§ Directions
Scan the records for the word "search". Copy each line that includes it.

Recorded data:

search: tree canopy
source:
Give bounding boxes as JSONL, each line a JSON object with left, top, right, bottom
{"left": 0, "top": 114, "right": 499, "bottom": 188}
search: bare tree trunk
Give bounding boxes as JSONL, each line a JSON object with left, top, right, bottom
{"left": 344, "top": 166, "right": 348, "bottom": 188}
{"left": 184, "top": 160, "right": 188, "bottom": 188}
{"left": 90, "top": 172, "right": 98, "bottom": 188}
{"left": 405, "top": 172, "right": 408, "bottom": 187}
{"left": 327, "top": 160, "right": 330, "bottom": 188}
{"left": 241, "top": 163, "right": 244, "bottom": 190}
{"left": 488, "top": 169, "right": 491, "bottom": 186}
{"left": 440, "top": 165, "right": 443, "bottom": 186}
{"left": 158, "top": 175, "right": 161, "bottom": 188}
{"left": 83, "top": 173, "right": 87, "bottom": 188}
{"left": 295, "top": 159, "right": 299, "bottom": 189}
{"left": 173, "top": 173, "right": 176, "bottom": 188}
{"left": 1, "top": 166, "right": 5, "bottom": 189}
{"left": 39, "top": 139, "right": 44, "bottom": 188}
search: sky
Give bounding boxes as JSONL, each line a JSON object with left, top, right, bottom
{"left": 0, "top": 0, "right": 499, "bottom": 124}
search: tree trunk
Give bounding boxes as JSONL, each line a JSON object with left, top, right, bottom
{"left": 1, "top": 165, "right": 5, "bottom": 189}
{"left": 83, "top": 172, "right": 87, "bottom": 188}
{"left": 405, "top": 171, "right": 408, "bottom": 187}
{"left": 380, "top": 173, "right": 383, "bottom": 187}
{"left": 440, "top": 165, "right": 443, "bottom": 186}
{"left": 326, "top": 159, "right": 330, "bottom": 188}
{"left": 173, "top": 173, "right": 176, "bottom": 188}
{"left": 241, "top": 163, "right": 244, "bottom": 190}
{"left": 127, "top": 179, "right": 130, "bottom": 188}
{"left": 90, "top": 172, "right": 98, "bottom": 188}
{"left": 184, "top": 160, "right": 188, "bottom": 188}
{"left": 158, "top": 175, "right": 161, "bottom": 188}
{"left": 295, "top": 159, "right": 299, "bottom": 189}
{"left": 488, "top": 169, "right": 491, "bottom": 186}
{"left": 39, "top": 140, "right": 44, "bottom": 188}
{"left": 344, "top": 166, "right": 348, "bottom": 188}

§ Answer section
search: tree canopy
search: bare tree trunk
search: sky
search: tree trunk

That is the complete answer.